What this task involves | List each row below that contains the string "onion", copying those rows in full. Case counts.

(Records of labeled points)
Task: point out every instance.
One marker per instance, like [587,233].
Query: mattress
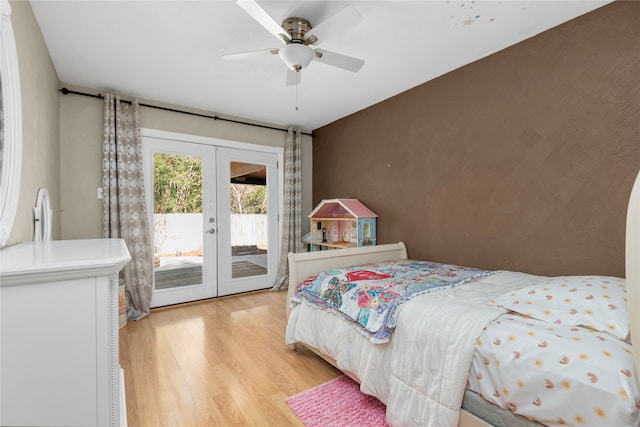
[372,363]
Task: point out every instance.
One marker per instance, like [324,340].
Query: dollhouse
[342,223]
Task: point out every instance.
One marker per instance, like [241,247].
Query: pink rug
[338,403]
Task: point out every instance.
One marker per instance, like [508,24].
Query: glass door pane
[180,184]
[248,220]
[248,200]
[177,220]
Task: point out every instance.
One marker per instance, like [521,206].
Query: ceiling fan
[298,35]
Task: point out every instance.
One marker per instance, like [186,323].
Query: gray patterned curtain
[124,212]
[292,221]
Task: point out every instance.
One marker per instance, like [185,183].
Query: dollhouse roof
[342,208]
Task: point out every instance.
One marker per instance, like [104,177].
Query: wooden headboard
[632,253]
[304,264]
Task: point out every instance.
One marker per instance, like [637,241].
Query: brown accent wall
[523,160]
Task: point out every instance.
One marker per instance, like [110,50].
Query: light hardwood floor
[219,362]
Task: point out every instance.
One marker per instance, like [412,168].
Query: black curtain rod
[66,91]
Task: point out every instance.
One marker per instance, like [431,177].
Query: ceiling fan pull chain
[297,83]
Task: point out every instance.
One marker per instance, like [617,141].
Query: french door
[213,215]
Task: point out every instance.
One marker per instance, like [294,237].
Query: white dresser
[59,355]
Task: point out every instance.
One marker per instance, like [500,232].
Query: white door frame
[228,285]
[174,137]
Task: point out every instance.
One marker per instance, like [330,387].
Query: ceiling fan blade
[264,19]
[293,77]
[346,17]
[345,62]
[247,55]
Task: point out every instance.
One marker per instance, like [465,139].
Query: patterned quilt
[370,294]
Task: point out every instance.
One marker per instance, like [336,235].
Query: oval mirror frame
[11,129]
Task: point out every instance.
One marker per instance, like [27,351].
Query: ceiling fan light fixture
[296,56]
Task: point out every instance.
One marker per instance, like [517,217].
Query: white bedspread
[422,372]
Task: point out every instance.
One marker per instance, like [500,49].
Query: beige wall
[81,153]
[522,161]
[40,123]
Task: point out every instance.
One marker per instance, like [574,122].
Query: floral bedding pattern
[556,374]
[370,294]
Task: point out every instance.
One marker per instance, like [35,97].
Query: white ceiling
[170,51]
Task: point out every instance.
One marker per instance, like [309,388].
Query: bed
[435,364]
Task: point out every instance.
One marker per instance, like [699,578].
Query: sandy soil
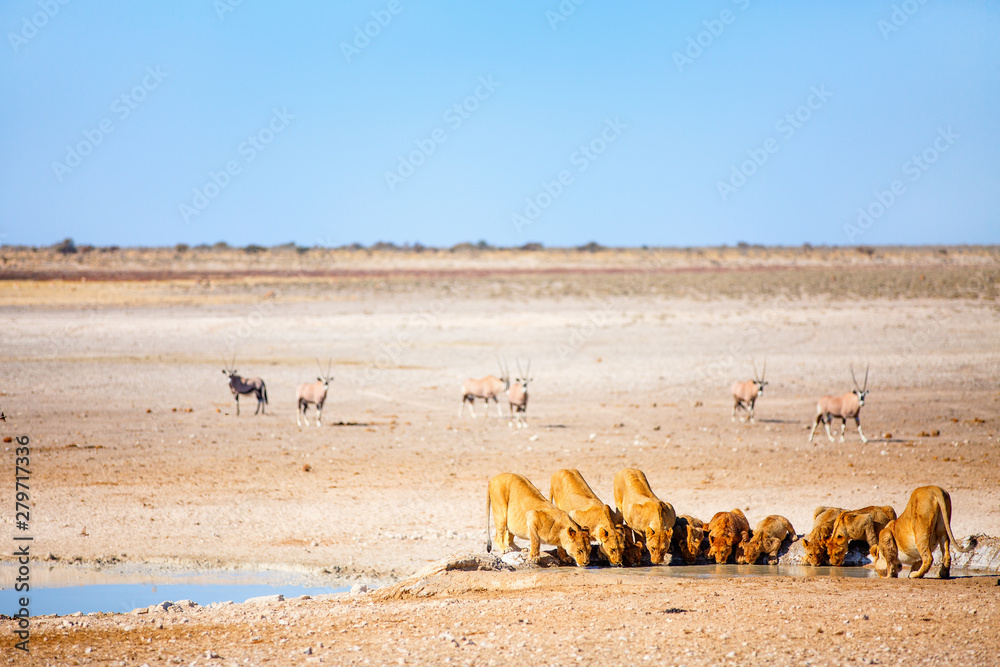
[138,456]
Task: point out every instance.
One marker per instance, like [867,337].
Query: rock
[266,599]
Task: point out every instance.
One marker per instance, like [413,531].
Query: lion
[519,509]
[644,512]
[815,542]
[727,531]
[767,539]
[923,526]
[570,492]
[863,524]
[689,533]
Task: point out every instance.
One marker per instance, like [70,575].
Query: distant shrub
[66,247]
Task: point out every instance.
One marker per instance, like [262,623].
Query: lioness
[727,531]
[689,533]
[815,542]
[923,526]
[644,513]
[570,492]
[520,509]
[863,524]
[767,539]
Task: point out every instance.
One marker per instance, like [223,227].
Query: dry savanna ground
[111,365]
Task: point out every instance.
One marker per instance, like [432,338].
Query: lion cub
[519,509]
[570,492]
[815,542]
[863,524]
[766,540]
[689,534]
[727,531]
[644,513]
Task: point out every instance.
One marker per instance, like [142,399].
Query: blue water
[59,595]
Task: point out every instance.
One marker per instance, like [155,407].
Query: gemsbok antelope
[489,387]
[239,385]
[313,393]
[517,397]
[746,393]
[842,407]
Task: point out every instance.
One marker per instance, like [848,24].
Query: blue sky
[561,123]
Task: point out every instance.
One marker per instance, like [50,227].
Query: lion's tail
[944,502]
[489,541]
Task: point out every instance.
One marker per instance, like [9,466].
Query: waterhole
[68,589]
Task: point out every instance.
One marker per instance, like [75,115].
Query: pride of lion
[644,529]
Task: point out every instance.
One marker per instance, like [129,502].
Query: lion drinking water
[519,509]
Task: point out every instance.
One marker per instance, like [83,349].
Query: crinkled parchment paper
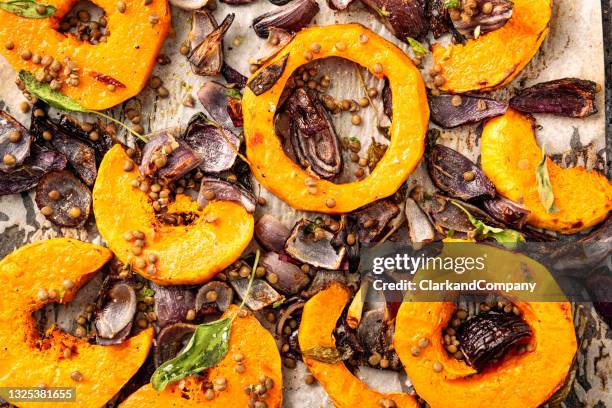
[574,47]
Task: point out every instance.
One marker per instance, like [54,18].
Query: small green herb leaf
[417,47]
[52,98]
[383,12]
[208,345]
[28,9]
[544,187]
[507,237]
[327,354]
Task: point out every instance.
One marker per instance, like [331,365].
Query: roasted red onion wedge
[404,18]
[171,340]
[317,250]
[215,99]
[15,142]
[114,320]
[271,233]
[288,277]
[206,56]
[313,136]
[64,198]
[506,211]
[450,111]
[267,77]
[172,303]
[277,39]
[214,297]
[212,144]
[374,218]
[457,176]
[232,76]
[26,176]
[262,294]
[571,97]
[176,156]
[291,17]
[487,336]
[419,227]
[217,189]
[439,19]
[482,23]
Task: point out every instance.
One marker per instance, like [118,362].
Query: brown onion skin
[569,97]
[457,176]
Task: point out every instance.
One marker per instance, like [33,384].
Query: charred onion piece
[232,76]
[15,142]
[506,211]
[171,340]
[26,176]
[223,190]
[206,56]
[419,227]
[291,17]
[271,233]
[317,251]
[262,294]
[208,302]
[313,136]
[172,303]
[65,197]
[290,278]
[374,218]
[497,18]
[215,99]
[404,18]
[339,4]
[267,77]
[277,39]
[179,161]
[212,144]
[571,97]
[471,109]
[438,18]
[457,176]
[487,336]
[116,314]
[189,4]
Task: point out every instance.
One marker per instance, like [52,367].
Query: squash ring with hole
[319,319]
[284,178]
[584,198]
[29,360]
[510,382]
[494,59]
[261,357]
[185,254]
[124,60]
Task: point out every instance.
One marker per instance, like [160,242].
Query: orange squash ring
[284,178]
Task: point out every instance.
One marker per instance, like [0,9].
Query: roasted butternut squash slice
[28,275]
[583,197]
[261,358]
[284,178]
[125,60]
[185,254]
[493,60]
[516,381]
[319,319]
[519,381]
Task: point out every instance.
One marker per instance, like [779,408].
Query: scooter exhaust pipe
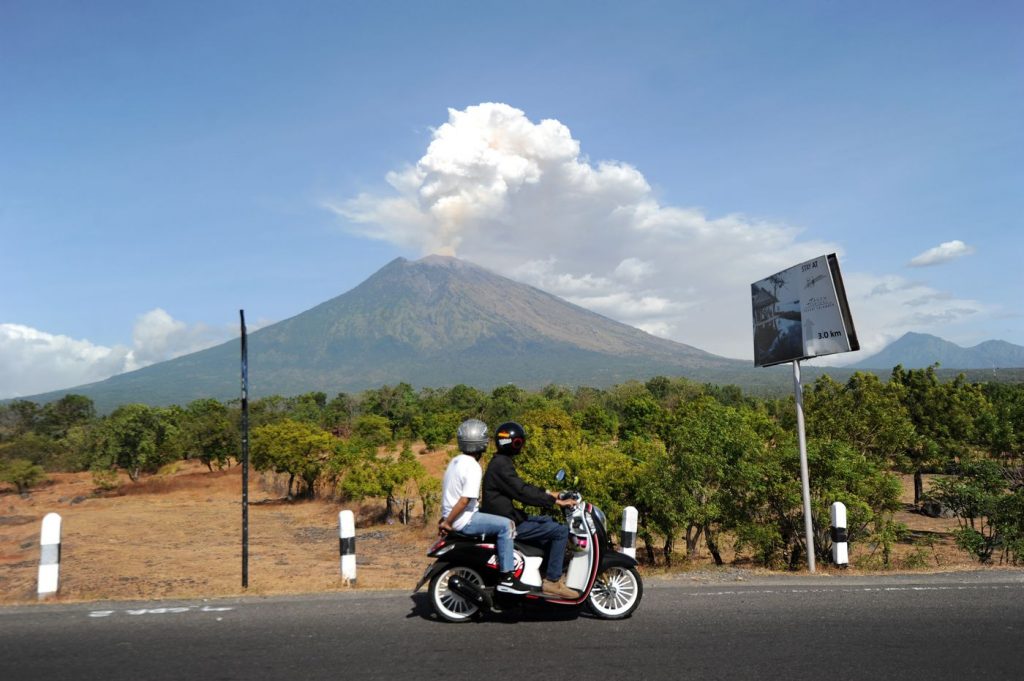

Response to this exercise |
Query: roasted red onion wedge
Query: brown onion skin
Query: charred onion piece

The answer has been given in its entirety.